• Directions:
Report each line in the entries below that contains the word "then". Uppercase and lowercase letters count as different.

━━━━━ Excerpted data ━━━━━

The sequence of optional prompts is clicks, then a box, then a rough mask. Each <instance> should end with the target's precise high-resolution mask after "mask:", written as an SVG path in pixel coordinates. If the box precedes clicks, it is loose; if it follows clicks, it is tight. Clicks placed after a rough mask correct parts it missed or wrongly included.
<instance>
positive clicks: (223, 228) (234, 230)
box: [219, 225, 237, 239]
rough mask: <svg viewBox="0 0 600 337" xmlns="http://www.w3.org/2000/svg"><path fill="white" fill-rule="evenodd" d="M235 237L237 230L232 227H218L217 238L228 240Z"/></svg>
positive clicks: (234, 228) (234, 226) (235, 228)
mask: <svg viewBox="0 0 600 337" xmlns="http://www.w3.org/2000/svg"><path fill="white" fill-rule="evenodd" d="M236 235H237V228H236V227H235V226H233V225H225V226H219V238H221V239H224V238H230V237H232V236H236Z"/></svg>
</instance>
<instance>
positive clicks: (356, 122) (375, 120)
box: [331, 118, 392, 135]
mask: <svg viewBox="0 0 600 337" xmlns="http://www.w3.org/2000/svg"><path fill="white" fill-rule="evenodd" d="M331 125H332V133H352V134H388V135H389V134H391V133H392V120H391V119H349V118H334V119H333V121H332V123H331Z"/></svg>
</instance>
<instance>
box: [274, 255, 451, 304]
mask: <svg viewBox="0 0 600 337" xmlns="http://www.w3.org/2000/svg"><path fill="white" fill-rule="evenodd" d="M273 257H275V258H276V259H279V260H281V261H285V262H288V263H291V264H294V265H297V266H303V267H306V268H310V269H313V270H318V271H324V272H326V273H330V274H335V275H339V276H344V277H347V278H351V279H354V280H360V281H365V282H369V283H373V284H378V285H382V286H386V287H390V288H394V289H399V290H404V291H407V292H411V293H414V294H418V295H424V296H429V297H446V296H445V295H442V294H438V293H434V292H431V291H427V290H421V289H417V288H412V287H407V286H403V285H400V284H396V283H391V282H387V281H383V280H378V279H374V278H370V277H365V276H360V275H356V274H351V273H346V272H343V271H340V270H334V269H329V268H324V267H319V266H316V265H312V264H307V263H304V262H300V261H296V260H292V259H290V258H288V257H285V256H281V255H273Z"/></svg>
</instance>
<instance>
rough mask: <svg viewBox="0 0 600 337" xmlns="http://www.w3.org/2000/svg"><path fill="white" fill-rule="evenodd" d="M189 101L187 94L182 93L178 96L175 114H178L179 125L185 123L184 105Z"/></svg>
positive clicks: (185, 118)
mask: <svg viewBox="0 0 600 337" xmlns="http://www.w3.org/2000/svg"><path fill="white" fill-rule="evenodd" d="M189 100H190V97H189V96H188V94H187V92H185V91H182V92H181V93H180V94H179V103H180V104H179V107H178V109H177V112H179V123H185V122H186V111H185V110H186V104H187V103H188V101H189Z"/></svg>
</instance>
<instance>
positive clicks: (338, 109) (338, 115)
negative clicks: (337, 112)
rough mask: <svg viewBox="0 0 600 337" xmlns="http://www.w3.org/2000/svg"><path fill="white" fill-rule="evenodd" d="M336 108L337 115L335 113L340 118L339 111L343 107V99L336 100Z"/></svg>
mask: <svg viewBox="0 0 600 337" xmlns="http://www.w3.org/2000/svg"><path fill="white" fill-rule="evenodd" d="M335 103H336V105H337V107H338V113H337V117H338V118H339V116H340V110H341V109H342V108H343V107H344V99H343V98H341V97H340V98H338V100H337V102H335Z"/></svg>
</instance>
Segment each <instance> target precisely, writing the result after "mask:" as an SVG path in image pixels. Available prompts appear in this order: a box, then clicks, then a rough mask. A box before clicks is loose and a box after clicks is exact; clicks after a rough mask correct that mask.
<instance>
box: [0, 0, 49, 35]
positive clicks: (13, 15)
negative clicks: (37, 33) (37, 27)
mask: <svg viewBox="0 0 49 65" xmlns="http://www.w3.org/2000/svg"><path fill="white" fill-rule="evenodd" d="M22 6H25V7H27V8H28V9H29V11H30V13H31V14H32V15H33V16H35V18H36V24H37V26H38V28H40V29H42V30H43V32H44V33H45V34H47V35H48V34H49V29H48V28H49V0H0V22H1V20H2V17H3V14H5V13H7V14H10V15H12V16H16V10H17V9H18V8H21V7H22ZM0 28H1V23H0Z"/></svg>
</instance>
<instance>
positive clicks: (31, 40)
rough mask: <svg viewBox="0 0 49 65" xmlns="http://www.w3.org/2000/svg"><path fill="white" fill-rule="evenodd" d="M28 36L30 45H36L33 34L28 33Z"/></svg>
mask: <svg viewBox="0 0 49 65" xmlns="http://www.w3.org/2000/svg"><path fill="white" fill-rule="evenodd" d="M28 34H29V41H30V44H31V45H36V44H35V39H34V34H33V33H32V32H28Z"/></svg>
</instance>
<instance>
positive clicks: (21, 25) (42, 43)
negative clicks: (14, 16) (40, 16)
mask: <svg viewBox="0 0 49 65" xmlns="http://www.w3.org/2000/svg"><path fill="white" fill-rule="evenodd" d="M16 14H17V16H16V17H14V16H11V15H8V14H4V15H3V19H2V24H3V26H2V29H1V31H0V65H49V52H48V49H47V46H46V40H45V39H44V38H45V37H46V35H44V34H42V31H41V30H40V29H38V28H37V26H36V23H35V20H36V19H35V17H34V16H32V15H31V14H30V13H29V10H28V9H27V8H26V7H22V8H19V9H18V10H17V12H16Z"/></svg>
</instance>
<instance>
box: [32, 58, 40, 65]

━━━━━

• Response to this exercise:
The sequence of optional prompts is clicks, then a box, then a rough mask. Each <instance> should end with the target's precise high-resolution mask after "mask:", written as an SVG path in pixel coordinates. If the box precedes clicks, it is loose; if it follows clicks, it is tight. Clicks placed after a rough mask correct parts it missed or wrongly included.
Segment each <instance> target precisely, writing the result after "mask:" as an SVG path in image pixels. Available prompts appear in this order: a box, then clicks, then a rough mask. A box before clicks is loose and a box after clicks is exact; clicks after a rough mask correct that mask.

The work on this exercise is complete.